**Source text**
+---+

- Illinois state officials sit before the Commission on Government Forecasting and Accountability panel at Shawnee Community College Educational Center in Ullin Monday afternoon to argue in defense of Gov. Pat Quinn’s proposal to close the Tamms Correctional Center. The hearing, which lasted for more than four hours, took testimony from all sides of the debate for and against the closure. The commission will submit a non-binding decision to the governor in early May on their decision.
A bi-partisan Commission on Government Forecasting and Accountability recorded testimony from both sides of the debate to close Tamms Correctional Center at the Shawnee Community College Educational Center auditorium Monday afternoon in Ullin.
The hearing provided a forum for elected officials, advocacy organizations, employee organizations, former prisoners and family members, corrections professionals, community business leaders and organizations as well as current Tamms employees to speak before the commission, which will offer its non-binding decision to Gov. Pat Quinn sometime in early May on whether or not they support his proposal to close Tamms.
Gov. Quinn called for the closure in late February with a host of other facilities due to budgetary constraints in which the proposed closure of Tamms is expected to save the state more than $26 million annually, according to the Governors Office of Management and Budget Director Austin Baidas, but at a cost of roughly $33 million to the regions economy.
“Thirty-three million in Southern Illinois and $33 million in Chicago and northern Illinois are two different numbers,” said U.S. Congressman Jerry Costello (D-IL). “Replacing jobs that pay 40, 50, 60,000 dollars in Southern Illinois is completely different than trying to replace those jobs in northern Illinois.”
Costello said from an economic impact in Southern Illinois the cost is un-absorbable. While much of the testimony shared Costellos argument in that the closure of Tamms would economically drain the community, the auditorium drew thunderous applause when issues of safety to correctional officers and inmates alike came before the commission.
“Is this the only super-max facility in the state?” Rep. John Bradley (D-Marion) asked S.A. Godinez, Director of Illinois Department of Corrections who said it was. “So there is no prison comparable to what Tamms [currently] does; correct?”
“Currently, in housing, no,” replied Godinez.
“So Menard currently holds 3,619 prisoners, 521 more than what they are designed to hold; correct?” Bradley asked as he continued to grill Godinez. “Pontiac was built in 1871; correct? Built to hold 1,800 people; correct? And it now holds 1,710; correct? There are more than 90 people at Tamms currently; correct? The prison system has currently the most prisoners in it that its ever had in the history of the state; correct?”
Godinez followed each of Bradleys questions answering correct until the prison population estimates in which he said were down 1,000 since his tenure began. To this Bradley asked of the prison population three years ago and soon estimated that despite the number dropping, it had still grown by an estimated 4,000 prisoners in the past three years while at the same time he said the state is at the shortest staffing levels in recent history.
“And the proposal is to close the only super-max facility we have in the state?” Bradley asked incredulously, to which the auditorium filled mostly with people wearing red shirts who opposed the closure rose to their feet applauding and cheering.
The issue of safety was the driving force behind much of the testimony provided by elected officials before the commission and set into motion before the hearing even began with signs lining the entry onto the campus claiming Tamms saves lives and vocalized by opponents to Quinns proposal in a pre-hearing press conference.

+---+

**Data lines**
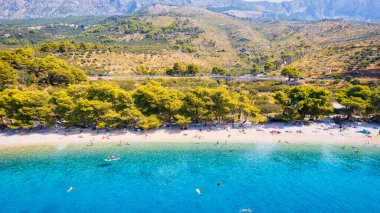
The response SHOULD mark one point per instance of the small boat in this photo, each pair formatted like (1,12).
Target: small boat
(112,158)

+---+

**Directions**
• 1. In the Tamms hearing article, can you condense the paragraph beginning "Gov. Quinn called for the closure" into two shorter sentences that keep its main facts?
• 2. According to the Tamms hearing article, how long did the hearing last?
• 3. Pick up the article on the Tamms closure hearing after its final sentence and carry it forward.

**Per-task answers**
• 1. In late February, Gov. Quinn proposed closing Tamms and other facilities because of budget constraints. According to budget director Austin Baidas, the closure would save the state over $26 million a year but would cost the region's economy about $33 million.

• 2. More than four hours.

• 3.
“We are here today to express our strong opposition to Governor Quinns plan to close the Tamms Correctional Center,” said Henry Bayer, executive director of American Federation of State, County and Municipal Employees Council 31. “There are two very important things that are involved here: one is jobsthe need for jobs in Southern Illinois is acute and you will hear a number of speakers from Southern Illinois talk about the need for those jobs. But it’s also about safety, safety not only here at Tamms, but throughout the correctional system.”
Bayer said by looking at the department of corrections report, the closure is largely budget driven and challenged Gov. Quinn to ask the Chicago Mercantile Exchange, Sears and other large corporations he said the state provided $300 million in tax breaks to, to defer those breaks just as Tamms employees recently deferred pay increases.
State sen. Gary Forby (D-Benton) and State Reps. Mike Bost (R-Murphysboro), John D. Cavaletto (R-Salem) and Brandon Phelps (D-Harrisburg) joined Bayer and Michael Stout, business manager, Illinois State Employees Association Laborers Local 2002, in attacking the closure before and during the hearing.
“This is a man-made disaster waiting to happen,” said Stout. “People will be displaced. People will be out of jobs. People will be on unemployment. Its wrong.”
Stout added, “Stop and look at the sign that you see outside. Before Tamms there were 30 correctional officers murdered, since Tamms: zero. That in itself is enough to keep this place open.”
Not everyone in attendance agreed.
Jean Maclean Snyder, concerned prisoners rights attorney, arrived with 47 others representing Tamms Year 10, an advocacy group fighting for the closure of Tamms not to kill jobs or balance the budget, but in opposition of the use of solitary confinement. Snyder and members of her group spoke before the commission and gave both personal testimony and data derived from a 2009 study by the Belleville News-Democrat, which found that 54 Tamms prisoners had been in continuous solitary confinement for more than ten years. She said while she is in favor of closing the prison due to this inhumane treatment of inmates, she will accept its closure under the headline of budget cuts.
“Whatever the motive, lets get going,” said Snyder. “This is a unique situation. For once, budgetary constraints are going to produce more decency in society. Im in favor of it.”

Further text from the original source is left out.